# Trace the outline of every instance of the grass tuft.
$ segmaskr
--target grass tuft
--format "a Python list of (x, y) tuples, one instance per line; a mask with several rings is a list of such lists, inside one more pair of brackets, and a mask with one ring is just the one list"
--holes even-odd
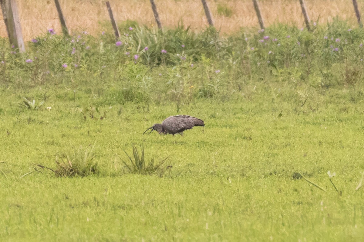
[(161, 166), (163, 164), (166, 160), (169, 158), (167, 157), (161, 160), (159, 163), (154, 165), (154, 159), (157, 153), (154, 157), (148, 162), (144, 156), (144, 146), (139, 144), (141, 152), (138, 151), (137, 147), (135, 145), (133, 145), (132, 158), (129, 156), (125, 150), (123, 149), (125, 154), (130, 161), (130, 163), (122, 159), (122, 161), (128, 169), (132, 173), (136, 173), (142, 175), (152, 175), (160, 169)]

= = =

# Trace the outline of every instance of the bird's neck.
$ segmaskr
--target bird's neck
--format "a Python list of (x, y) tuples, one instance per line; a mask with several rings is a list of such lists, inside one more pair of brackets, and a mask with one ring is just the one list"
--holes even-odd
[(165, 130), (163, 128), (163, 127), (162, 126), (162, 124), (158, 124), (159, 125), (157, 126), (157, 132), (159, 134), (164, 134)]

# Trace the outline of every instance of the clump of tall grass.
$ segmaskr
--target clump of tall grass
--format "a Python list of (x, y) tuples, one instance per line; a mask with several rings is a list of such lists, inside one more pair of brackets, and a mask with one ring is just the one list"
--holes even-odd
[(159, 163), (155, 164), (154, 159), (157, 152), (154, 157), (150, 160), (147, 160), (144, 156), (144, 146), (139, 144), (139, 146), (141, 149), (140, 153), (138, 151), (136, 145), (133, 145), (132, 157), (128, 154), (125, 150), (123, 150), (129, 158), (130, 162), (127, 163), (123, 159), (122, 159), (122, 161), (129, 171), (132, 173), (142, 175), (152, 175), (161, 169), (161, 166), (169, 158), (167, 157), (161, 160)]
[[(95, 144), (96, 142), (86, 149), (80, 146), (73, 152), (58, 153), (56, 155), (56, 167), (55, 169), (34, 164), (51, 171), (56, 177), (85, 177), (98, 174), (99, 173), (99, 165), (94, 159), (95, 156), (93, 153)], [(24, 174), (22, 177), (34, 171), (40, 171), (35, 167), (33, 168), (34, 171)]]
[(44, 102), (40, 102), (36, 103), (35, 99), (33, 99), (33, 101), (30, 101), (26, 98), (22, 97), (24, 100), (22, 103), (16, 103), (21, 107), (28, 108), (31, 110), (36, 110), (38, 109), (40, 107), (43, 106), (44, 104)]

= = =

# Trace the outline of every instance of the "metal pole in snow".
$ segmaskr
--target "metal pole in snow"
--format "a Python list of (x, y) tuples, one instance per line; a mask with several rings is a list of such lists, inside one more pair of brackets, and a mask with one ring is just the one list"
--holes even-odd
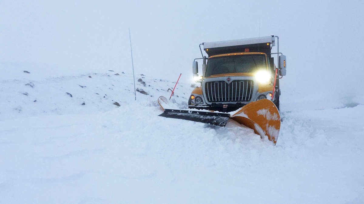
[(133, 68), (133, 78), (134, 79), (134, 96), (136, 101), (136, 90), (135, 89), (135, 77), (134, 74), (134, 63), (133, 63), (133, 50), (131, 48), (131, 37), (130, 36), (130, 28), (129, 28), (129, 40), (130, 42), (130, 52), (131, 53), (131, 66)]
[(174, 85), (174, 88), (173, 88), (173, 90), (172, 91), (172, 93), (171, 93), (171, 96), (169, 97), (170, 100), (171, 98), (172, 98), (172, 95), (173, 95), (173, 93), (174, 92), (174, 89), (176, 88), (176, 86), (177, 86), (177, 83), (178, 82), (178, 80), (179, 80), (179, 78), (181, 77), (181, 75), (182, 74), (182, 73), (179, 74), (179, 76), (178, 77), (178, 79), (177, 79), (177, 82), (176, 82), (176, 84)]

= = =

* AIM:
Pick out every line of the records that contains the string "target", treating uppercase and lowercase as different, and copy each such line.

* SOLVED EXERCISE:
--target grass tuft
--target bird's neck
--target clump of tall grass
--target "metal pole in snow"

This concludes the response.